* **Task objective**: Please repeat exactly the line containing "of the shadow" and each line after it in the records below, through the last.

* **Excerpted data**:
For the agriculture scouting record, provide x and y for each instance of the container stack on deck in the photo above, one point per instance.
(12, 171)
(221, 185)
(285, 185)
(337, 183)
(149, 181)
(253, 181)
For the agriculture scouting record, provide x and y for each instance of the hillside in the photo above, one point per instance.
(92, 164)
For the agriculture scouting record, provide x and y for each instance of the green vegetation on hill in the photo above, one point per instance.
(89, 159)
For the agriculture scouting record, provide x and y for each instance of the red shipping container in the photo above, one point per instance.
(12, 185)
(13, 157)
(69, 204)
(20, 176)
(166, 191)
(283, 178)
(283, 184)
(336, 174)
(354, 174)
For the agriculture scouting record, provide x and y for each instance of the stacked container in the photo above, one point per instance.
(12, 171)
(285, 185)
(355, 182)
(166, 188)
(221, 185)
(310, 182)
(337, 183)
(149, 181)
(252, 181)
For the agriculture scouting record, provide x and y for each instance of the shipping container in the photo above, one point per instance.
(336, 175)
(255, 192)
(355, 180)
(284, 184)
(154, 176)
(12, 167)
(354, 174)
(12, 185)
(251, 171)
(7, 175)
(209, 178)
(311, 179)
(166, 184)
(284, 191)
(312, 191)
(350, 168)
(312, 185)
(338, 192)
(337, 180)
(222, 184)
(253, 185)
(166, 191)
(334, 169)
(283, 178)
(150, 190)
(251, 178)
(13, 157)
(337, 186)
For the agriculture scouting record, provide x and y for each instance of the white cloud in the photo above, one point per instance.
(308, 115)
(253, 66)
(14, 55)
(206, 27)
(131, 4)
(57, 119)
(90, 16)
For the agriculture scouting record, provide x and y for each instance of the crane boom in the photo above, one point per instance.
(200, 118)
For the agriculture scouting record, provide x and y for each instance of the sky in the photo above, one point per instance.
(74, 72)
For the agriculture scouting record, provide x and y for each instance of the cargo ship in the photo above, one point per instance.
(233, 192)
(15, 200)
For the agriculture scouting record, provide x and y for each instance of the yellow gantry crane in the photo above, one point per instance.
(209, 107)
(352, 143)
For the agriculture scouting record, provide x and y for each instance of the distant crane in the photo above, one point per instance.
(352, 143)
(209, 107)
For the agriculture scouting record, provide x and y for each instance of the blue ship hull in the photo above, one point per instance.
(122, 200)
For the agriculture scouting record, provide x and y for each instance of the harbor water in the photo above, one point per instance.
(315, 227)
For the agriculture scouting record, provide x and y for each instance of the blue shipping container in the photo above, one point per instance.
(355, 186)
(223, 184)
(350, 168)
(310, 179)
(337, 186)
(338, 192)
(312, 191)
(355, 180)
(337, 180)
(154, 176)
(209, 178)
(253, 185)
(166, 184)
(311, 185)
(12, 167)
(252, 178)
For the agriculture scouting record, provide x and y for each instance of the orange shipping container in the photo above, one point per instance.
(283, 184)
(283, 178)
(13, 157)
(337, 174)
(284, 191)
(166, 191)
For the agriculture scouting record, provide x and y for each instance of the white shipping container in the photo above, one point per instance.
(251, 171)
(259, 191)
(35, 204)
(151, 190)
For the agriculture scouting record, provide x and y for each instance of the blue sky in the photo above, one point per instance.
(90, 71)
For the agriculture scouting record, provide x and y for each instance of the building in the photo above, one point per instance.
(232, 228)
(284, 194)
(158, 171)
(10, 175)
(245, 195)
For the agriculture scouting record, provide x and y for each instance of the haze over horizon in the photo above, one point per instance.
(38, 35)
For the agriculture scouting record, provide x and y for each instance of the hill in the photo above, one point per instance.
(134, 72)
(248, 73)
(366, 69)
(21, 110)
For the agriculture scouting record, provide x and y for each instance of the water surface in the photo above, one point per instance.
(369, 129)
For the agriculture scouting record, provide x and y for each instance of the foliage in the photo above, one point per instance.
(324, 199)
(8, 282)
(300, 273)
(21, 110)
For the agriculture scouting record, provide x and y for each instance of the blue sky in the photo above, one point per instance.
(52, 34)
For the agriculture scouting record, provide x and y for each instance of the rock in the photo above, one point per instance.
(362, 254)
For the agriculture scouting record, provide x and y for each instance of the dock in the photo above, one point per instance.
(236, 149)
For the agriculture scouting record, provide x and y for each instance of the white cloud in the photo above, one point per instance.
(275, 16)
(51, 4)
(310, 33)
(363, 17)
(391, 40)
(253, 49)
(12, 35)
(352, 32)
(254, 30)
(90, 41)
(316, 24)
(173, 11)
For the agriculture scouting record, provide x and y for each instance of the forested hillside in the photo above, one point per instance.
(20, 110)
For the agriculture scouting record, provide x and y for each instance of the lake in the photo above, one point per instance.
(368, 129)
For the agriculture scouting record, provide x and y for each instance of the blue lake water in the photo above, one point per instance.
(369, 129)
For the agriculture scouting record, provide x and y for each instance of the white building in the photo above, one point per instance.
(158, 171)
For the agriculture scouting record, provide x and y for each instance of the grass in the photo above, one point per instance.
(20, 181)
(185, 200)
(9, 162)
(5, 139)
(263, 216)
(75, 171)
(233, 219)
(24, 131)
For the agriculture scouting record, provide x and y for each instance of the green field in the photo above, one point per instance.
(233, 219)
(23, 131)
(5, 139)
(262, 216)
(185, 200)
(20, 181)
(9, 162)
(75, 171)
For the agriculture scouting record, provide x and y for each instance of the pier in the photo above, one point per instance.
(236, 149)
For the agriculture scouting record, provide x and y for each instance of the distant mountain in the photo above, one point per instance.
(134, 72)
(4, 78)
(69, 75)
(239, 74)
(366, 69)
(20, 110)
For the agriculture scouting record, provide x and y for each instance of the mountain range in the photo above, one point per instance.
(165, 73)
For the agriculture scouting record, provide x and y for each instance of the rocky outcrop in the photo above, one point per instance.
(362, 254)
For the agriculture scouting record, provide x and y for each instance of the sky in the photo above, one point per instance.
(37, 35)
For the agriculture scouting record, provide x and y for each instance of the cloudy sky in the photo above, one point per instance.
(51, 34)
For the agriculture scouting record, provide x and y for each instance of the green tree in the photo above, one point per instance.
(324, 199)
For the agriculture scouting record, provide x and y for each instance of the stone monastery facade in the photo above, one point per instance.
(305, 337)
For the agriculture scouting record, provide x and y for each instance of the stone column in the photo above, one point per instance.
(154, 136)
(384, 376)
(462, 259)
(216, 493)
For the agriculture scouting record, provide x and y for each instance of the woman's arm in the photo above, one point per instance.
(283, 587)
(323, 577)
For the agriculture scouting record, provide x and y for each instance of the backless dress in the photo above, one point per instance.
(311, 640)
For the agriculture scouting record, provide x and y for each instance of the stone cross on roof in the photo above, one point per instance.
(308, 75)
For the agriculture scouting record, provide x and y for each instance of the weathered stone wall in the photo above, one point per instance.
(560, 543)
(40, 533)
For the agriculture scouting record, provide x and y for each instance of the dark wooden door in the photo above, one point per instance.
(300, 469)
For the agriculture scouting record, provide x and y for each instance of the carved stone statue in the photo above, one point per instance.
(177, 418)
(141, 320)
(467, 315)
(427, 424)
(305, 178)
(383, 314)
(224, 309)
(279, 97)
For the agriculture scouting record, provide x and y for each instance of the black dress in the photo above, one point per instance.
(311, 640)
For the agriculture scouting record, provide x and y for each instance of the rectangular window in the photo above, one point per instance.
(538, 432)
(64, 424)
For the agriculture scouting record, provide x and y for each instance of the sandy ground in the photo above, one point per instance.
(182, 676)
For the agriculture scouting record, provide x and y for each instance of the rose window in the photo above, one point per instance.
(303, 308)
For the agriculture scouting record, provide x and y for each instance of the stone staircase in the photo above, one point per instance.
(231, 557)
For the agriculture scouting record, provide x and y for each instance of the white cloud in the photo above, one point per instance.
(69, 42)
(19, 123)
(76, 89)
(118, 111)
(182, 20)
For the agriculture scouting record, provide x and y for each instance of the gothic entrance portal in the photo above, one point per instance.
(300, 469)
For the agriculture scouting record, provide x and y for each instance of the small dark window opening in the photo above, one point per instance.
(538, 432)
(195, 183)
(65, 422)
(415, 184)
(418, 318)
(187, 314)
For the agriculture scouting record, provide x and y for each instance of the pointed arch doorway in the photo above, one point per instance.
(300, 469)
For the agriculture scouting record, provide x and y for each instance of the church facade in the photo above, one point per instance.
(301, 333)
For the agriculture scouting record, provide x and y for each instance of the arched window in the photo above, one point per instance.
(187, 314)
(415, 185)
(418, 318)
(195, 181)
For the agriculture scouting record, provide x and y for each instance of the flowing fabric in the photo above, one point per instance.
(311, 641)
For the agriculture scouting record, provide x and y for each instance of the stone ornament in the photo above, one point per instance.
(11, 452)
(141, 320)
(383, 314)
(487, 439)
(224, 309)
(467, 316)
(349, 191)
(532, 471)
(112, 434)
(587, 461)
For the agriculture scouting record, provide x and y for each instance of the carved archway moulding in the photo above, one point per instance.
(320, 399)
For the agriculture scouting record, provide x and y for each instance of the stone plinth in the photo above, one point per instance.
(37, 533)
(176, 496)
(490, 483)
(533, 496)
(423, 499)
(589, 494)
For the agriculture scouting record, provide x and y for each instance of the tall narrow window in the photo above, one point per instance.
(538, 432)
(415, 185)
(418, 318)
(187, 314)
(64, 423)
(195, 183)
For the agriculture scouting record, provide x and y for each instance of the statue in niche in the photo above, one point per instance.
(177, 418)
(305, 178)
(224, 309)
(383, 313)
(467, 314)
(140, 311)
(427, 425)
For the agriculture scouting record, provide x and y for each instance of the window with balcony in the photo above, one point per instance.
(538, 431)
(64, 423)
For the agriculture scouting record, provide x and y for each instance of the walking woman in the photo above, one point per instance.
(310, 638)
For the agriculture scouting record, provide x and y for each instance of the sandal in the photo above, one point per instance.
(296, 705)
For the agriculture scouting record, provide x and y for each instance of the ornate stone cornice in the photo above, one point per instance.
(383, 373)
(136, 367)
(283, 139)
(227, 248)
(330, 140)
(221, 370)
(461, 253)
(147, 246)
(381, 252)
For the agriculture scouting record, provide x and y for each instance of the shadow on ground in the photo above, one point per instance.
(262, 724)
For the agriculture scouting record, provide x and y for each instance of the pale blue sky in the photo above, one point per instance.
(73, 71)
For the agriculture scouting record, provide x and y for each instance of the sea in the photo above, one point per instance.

* **Exercise output**:
For the agriculture scouting record, provide x and y for each instance of the shadow on ground in the photo above, one point per instance.
(262, 724)
For the agriculture scouting record, provide x and y for each instance of the pale blue sky in the photo above, one point per instance.
(73, 71)
For the agriculture scouting record, provide x and y for each instance of the sea in the photo above, one point per instance.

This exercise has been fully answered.